[Dataset items]
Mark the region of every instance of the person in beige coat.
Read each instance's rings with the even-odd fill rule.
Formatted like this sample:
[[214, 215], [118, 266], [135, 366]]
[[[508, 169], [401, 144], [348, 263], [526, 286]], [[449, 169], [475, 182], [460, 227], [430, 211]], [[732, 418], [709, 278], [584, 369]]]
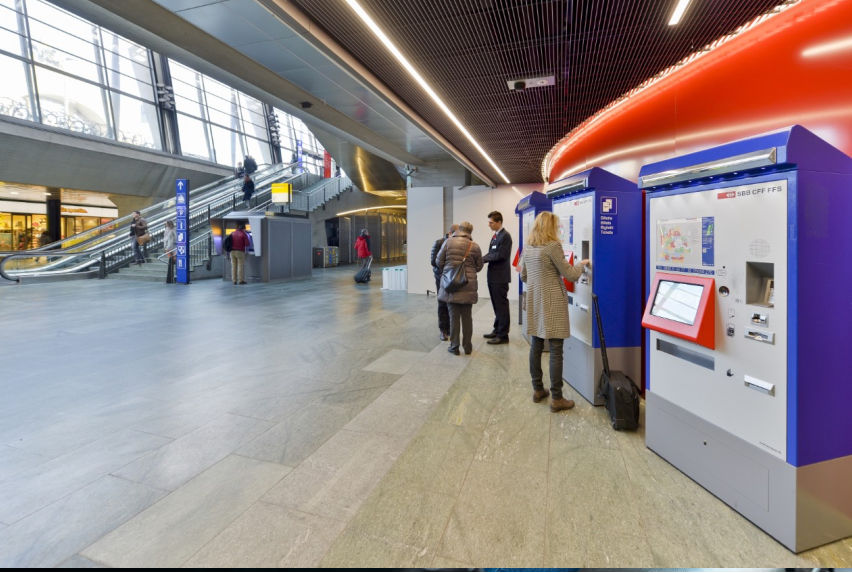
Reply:
[[[568, 301], [560, 275], [574, 282], [589, 266], [583, 259], [573, 267], [565, 260], [559, 242], [559, 217], [547, 211], [539, 213], [524, 246], [521, 280], [527, 285], [527, 334], [530, 335], [530, 376], [533, 402], [552, 395], [551, 412], [574, 407], [573, 400], [562, 396], [562, 344], [571, 336]], [[541, 352], [550, 341], [550, 392], [544, 389]]]
[[[438, 291], [438, 300], [446, 302], [450, 309], [450, 346], [447, 352], [459, 354], [459, 332], [462, 334], [462, 347], [465, 354], [473, 352], [473, 305], [479, 300], [479, 285], [476, 282], [476, 273], [482, 270], [482, 249], [479, 248], [470, 234], [473, 225], [468, 221], [459, 223], [459, 229], [453, 236], [444, 241], [438, 256], [435, 259], [441, 272], [448, 264], [457, 266], [464, 259], [465, 276], [467, 284], [456, 292], [446, 292], [444, 289]], [[468, 248], [470, 251], [468, 252]], [[467, 258], [465, 258], [467, 253]]]

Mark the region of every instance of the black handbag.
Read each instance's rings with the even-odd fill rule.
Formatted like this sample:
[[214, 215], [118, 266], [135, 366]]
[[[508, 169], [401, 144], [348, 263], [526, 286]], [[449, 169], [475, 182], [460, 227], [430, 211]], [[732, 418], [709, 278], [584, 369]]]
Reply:
[[467, 260], [472, 246], [473, 241], [468, 244], [467, 251], [465, 251], [464, 257], [457, 266], [445, 265], [444, 270], [441, 271], [441, 288], [445, 292], [458, 292], [467, 284], [467, 273], [464, 269], [464, 262]]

**EXERCISE OBJECTIVE**
Only lines holding the word "Mark" are wanted, so copy each of them from the records above.

**REPLY TO THE TASK**
Mark the region of every instance of the person in beige coat.
Mark the region of every instance of the black handbag.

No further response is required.